Given data –
+ + + + + + +

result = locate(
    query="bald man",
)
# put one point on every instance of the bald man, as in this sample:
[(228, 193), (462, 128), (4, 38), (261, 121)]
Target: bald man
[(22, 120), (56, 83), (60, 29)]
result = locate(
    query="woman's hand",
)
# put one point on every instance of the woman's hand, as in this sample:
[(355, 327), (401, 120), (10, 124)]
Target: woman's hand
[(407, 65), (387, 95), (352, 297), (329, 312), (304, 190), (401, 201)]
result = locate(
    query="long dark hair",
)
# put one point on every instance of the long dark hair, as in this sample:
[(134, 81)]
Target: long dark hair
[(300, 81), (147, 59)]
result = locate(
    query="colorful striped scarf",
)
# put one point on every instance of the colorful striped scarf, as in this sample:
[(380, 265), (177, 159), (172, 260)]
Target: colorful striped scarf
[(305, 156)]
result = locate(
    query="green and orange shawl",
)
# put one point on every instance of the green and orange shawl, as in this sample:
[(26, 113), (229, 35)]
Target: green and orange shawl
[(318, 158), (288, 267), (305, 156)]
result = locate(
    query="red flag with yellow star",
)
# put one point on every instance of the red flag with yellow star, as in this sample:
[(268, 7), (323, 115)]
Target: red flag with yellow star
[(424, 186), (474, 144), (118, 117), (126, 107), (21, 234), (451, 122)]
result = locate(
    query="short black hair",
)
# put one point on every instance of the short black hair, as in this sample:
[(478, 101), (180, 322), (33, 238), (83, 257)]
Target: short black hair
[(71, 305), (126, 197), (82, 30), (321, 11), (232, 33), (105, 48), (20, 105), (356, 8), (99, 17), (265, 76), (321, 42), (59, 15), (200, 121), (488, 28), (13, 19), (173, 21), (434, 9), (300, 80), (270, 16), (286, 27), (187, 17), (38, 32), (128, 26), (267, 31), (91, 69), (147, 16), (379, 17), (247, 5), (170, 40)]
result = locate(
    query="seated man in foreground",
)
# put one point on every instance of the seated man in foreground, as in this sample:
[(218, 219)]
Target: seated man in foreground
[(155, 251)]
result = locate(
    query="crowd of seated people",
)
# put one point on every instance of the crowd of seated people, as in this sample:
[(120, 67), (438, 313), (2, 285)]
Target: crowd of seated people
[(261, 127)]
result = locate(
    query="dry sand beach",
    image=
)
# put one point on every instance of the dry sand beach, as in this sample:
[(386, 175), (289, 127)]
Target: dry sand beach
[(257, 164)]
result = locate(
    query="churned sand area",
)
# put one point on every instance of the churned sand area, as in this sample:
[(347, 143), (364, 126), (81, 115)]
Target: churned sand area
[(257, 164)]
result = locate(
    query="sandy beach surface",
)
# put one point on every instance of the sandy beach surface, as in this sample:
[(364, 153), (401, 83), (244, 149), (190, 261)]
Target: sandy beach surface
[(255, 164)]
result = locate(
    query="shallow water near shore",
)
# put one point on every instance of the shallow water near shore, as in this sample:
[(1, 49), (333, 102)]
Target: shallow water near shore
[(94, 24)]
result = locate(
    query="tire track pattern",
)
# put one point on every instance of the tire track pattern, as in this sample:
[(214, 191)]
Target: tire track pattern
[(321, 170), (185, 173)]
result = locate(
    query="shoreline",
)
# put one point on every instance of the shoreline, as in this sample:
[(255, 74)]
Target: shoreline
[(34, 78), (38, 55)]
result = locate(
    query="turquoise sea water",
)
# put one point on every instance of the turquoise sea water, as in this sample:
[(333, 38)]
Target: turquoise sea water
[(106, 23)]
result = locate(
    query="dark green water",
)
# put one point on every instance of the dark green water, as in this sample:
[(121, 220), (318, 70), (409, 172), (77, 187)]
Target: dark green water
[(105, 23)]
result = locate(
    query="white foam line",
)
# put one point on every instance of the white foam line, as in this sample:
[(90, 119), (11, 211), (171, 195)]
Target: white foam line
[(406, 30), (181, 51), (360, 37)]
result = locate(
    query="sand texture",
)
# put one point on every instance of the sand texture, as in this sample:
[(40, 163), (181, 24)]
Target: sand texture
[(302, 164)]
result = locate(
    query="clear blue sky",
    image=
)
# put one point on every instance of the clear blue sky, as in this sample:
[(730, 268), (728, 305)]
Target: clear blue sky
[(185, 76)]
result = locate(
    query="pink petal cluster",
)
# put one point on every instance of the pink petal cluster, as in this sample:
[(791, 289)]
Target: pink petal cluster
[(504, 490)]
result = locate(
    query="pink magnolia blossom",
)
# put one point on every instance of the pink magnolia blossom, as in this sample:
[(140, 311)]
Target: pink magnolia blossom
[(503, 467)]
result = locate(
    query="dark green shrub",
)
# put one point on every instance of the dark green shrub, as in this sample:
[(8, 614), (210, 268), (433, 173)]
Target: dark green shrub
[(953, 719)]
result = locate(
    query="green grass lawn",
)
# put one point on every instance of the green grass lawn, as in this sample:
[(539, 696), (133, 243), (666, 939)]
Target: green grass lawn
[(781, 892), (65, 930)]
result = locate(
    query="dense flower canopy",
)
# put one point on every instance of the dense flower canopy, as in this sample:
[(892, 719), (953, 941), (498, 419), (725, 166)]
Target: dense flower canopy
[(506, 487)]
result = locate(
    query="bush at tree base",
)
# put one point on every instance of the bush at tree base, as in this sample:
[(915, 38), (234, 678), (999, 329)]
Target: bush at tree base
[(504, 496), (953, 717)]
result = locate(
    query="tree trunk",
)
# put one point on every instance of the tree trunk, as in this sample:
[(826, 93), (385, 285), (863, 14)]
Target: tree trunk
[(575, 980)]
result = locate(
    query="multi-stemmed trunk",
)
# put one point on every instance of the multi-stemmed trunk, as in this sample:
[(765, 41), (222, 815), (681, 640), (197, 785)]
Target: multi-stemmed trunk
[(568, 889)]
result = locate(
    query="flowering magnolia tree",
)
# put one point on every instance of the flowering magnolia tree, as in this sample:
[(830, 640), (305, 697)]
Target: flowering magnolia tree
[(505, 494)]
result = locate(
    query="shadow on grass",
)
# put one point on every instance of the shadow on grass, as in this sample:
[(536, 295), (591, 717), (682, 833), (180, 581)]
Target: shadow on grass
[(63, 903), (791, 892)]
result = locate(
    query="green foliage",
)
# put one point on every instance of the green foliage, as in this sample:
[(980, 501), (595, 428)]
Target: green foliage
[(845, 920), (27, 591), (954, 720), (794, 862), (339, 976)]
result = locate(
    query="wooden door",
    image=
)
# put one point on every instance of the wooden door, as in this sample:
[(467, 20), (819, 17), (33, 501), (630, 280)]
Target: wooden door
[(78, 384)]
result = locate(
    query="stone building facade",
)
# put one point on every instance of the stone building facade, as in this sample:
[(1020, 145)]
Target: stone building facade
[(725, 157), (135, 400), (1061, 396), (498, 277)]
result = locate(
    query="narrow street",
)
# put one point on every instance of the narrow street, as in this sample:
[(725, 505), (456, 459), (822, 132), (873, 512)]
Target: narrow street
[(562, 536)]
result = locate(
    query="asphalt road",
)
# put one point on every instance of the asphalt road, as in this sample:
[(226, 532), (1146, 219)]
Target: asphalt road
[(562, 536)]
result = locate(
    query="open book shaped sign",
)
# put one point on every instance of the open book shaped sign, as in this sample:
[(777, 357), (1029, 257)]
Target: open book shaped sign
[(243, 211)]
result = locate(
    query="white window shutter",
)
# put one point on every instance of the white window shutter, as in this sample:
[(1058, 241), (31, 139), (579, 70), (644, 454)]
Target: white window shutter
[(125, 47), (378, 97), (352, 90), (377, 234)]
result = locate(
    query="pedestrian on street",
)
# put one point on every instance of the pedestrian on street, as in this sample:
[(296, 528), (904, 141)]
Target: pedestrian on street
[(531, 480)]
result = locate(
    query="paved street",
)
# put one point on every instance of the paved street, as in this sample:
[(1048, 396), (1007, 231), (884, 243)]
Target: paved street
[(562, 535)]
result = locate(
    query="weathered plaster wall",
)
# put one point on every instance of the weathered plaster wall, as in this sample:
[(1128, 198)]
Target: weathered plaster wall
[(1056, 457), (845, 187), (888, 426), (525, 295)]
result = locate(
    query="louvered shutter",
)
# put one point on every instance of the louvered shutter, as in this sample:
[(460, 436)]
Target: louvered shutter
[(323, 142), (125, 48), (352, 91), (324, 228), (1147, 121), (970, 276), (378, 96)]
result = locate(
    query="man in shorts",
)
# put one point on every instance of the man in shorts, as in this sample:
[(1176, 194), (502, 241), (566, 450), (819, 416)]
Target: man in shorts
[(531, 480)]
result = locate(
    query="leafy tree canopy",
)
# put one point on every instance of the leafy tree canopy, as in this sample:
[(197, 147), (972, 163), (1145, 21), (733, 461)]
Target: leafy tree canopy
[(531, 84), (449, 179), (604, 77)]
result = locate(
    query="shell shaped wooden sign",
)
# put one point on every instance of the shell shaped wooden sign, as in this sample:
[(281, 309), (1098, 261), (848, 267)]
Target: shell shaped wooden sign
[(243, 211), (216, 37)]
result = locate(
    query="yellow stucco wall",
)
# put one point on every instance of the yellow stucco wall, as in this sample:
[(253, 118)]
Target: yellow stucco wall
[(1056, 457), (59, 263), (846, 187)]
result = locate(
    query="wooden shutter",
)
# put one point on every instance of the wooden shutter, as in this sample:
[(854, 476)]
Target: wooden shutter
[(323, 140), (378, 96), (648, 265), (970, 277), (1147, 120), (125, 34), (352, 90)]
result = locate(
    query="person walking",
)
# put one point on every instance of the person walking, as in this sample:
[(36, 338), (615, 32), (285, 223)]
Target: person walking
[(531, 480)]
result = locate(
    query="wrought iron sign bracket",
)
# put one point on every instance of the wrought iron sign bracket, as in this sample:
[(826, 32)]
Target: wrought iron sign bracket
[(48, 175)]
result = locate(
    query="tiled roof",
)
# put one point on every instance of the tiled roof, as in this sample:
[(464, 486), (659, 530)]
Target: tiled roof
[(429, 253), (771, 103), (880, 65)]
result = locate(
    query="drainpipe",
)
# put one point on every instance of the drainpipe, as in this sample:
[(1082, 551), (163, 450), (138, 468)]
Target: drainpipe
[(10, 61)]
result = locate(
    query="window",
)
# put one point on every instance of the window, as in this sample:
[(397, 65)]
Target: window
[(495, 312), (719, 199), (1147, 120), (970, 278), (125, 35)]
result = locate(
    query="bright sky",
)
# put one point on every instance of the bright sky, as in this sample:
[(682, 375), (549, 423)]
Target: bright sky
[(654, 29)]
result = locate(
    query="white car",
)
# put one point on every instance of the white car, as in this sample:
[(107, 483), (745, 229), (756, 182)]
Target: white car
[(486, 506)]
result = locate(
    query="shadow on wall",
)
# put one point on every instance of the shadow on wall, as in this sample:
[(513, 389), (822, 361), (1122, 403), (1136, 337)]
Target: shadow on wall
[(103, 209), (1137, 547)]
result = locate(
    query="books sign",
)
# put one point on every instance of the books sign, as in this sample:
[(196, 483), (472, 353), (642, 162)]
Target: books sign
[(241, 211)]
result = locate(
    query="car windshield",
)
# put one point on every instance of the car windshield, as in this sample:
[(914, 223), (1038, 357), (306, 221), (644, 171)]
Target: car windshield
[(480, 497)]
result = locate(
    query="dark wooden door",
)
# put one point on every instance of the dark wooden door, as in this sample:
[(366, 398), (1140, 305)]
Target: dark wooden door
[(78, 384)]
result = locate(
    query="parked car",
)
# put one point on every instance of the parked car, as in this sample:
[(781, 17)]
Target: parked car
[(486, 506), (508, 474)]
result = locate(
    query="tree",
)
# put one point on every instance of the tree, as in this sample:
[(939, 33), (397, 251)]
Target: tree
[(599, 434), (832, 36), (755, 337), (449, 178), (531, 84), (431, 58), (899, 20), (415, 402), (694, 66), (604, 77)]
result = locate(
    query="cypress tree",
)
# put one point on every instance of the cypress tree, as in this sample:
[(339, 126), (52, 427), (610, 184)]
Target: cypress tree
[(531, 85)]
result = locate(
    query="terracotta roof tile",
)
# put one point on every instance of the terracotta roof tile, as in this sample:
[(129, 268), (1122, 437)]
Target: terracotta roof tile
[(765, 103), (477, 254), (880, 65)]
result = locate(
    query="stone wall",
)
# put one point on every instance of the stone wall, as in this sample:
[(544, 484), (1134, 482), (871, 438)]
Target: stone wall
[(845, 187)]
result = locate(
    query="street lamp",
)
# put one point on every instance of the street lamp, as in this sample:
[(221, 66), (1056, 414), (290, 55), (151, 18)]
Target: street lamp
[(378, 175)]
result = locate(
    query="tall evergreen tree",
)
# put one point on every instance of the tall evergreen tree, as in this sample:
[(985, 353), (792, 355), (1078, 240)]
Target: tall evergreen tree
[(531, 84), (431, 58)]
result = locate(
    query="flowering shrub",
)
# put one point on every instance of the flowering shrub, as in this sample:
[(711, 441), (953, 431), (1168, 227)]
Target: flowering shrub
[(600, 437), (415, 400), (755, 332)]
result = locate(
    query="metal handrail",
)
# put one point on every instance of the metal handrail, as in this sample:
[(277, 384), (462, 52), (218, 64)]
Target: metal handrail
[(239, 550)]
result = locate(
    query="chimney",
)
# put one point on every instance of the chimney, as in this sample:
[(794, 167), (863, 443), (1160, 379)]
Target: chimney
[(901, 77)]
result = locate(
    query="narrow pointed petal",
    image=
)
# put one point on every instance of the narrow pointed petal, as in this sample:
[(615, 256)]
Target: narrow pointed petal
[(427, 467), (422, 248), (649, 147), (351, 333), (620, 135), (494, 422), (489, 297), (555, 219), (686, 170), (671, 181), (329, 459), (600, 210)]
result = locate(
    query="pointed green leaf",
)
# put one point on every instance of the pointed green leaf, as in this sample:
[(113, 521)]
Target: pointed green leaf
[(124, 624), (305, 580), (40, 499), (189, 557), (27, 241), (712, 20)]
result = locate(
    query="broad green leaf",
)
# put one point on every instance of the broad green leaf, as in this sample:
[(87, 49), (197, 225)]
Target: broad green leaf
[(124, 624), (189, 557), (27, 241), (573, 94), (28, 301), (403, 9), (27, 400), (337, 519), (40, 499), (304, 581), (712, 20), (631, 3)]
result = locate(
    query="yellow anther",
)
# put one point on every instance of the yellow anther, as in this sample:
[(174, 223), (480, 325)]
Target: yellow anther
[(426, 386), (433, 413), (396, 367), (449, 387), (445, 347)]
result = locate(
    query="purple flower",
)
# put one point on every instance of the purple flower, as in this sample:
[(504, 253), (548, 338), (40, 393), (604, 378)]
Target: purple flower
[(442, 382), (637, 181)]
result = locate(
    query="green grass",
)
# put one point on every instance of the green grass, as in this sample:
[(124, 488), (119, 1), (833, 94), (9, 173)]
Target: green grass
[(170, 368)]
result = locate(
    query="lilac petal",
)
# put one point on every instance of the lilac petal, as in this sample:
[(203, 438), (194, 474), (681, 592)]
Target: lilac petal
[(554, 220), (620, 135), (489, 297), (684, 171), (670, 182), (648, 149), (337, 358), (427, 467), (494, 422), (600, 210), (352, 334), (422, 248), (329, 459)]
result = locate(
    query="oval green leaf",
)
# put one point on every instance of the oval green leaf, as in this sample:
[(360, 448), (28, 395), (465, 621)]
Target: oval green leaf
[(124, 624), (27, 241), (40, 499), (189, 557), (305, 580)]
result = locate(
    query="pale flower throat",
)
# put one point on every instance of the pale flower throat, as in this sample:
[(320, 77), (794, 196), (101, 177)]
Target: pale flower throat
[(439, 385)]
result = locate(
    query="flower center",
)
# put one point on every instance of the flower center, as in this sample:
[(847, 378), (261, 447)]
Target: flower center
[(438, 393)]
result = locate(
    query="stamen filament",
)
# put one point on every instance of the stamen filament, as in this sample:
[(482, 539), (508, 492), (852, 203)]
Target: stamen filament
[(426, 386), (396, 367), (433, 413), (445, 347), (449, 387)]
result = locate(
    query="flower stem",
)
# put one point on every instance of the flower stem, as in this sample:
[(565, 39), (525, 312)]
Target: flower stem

+ + + + + + +

Problem to solve – Identify each line in the rows above that contains the word "yellow" and copy every such line in full.

Solution to the problem –
    query="red flag with yellow star",
# put one point on every instance of the red flag with yellow star, as in this sample:
Target: red flag with yellow star
    query="yellow stucco wall",
# put one point on every instance of the yellow stucco wall, as in this sample:
Target: yellow stucco wall
    query="yellow anther",
# put one point on every instance of the yellow anther, as in this sample:
Target: yellow anther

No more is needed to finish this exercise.